--- WORK REQUEST ---
Using the material that follows, output exactly the lines from the one containing "Note: mark the wooden" through the one containing "Note: mark the wood grain", with both ends kept.

--- EXTRACTED ENTRIES ---
━━━━━━

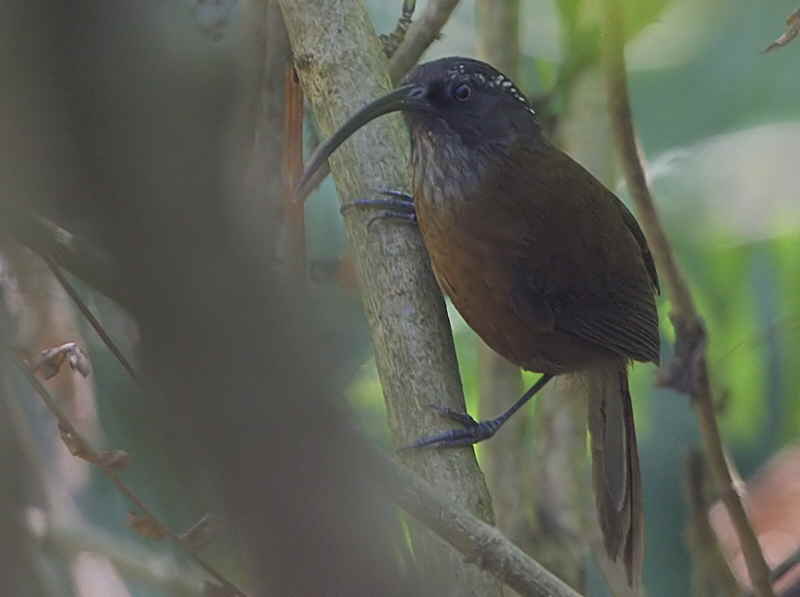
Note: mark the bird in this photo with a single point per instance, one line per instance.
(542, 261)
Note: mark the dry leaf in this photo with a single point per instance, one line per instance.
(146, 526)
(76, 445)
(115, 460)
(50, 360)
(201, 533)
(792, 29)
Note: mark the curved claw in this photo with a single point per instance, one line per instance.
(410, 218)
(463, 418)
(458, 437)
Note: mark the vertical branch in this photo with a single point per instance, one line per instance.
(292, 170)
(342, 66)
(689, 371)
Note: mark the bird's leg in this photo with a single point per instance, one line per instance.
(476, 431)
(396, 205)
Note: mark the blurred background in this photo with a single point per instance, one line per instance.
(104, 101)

━━━━━━

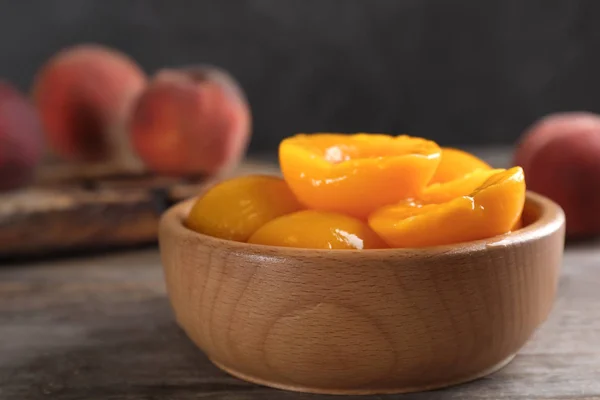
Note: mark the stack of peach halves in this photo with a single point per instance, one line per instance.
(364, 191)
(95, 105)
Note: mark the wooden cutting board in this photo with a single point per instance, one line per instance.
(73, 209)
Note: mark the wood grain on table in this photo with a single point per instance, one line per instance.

━━━━━━

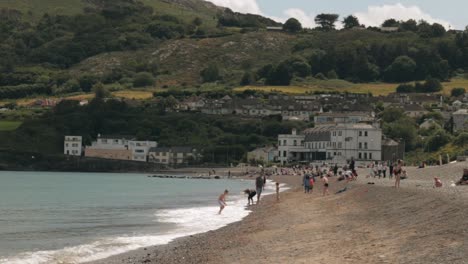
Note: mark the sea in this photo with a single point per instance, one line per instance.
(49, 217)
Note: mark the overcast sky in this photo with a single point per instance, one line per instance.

━━━━━━

--- YOUR RESPONSE ---
Note: mark the wooden cutting board in this photo with a single point per instance, one line per instance.
(73, 209)
Note: mark the wood grain on table in this photo with a single point per instance, one line per instance.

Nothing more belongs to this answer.